▶ [Excerpt to read]:

- Opening Delimiter -

The ‌Pentagon declined to comment ​on the matter beyond its brief official statement.

Testing recommended for symptoms

The American Urological Association and the Endocrine Society advise testosterone supplementation only for patients with confirmed ​testosterone deficiency and symptoms such as reduced libido, erectile dysfunction, fatigue, decreased muscle mass and low bone density.

Giving testosterone without medical symptoms leads to overtreatment, McVary said, which can have its own adverse consequences.

Levels ​naturally decline with age, starting around age 30. But age 30 itself is not an appropriate point for screening, said Dr. Haleem Mohammed, chief medical officer of men’s wellness and medical clinic network Gameday Health.

“There is a population-level decline of 1% per year after ages 30-40 that accelerates as you get older,” but the patterns are not the same for all, Mohammed said.

- Closing Delimiter -

▶ [Provided records]:
- Opening Delimiter -

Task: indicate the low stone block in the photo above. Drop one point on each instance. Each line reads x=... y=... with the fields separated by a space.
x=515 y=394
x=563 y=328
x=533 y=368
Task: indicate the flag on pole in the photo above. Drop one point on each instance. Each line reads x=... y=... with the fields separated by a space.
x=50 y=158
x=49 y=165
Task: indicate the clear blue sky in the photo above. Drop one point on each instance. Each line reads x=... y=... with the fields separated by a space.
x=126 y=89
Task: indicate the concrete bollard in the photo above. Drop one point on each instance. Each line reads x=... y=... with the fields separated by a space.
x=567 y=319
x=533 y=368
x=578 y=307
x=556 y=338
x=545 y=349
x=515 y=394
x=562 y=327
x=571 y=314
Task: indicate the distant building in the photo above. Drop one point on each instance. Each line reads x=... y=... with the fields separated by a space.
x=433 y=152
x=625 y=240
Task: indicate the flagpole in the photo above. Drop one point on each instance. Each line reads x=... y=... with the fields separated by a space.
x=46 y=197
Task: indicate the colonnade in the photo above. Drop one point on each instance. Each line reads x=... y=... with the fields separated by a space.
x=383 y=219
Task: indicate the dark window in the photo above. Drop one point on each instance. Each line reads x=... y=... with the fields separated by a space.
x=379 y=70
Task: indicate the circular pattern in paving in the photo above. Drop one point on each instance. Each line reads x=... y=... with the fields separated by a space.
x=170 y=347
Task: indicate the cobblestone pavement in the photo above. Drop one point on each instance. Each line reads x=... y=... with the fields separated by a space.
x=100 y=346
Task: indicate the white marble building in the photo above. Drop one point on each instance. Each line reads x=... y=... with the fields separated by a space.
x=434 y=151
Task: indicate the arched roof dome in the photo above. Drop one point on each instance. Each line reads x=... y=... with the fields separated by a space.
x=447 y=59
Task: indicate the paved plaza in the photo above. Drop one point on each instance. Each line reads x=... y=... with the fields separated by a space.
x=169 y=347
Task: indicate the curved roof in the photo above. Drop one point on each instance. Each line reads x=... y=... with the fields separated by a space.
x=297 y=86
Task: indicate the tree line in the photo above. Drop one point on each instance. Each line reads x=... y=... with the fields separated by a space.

- Closing Delimiter -

▶ [Exercise set]:
1) Answer these from the testosterone excerpt:
(a) Which two organizations advise testosterone supplementation only for patients with confirmed deficiency and symptoms?
(b) Around what age do testosterone levels naturally start to decline?
(c) What yearly population-level decline did Mohammed describe, and after what ages?
2) Reproduce the stretch of the testosterone excerpt from "Testing recommended for" through "all, Mohammed said." word for word.

▶ [Exercise answers]:
1)
(a) The American Urological Association and the Endocrine Society.
(b) Around age 30.
(c) A decline of 1% per year after ages 30-40.

2)
Testing recommended for symptoms

The American Urological Association and the Endocrine Society advise testosterone supplementation only for patients with confirmed ​testosterone deficiency and symptoms such as reduced libido, erectile dysfunction, fatigue, decreased muscle mass and low bone density.

Giving testosterone without medical symptoms leads to overtreatment, McVary said, which can have its own adverse consequences.

Levels ​naturally decline with age, starting around age 30. But age 30 itself is not an appropriate point for screening, said Dr. Haleem Mohammed, chief medical officer of men’s wellness and medical clinic network Gameday Health.

“There is a population-level decline of 1% per year after ages 30-40 that accelerates as you get older,” but the patterns are not the same for all, Mohammed said.